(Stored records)

====

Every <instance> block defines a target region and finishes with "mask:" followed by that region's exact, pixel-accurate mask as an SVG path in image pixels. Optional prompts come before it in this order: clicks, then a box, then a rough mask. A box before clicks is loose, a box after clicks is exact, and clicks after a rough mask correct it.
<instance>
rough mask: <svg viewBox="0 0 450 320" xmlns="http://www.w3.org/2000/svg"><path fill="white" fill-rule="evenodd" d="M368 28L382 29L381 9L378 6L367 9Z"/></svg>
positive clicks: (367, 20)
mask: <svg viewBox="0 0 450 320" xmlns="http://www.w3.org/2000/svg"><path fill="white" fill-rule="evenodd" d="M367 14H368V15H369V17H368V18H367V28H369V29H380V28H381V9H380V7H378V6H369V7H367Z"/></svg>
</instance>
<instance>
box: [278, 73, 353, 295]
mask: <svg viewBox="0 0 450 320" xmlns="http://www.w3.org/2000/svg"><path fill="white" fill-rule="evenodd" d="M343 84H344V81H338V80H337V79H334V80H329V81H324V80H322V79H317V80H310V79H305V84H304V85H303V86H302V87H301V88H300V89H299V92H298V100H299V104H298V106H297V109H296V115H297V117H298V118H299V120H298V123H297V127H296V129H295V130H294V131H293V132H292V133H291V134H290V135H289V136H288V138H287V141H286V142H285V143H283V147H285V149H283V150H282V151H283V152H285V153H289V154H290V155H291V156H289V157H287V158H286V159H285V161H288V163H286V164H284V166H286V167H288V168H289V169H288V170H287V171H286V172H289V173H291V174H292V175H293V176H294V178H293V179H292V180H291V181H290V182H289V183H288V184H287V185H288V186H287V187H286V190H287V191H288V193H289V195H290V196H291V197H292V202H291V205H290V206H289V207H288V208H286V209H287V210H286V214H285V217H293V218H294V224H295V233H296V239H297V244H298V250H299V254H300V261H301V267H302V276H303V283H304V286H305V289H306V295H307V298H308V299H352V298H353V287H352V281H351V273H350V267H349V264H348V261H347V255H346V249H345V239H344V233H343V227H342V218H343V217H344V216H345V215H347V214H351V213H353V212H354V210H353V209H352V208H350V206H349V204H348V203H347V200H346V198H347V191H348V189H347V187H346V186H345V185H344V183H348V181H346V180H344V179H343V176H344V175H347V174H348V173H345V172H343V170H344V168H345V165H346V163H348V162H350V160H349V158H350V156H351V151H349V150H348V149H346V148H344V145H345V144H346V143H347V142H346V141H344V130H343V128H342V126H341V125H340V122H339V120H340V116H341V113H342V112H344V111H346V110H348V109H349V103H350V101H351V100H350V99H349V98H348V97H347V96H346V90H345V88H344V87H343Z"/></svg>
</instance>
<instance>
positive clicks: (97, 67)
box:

====

Count the lines above that contain the string "clicks", treating uppercase and lowercase as different. Give only the number.

3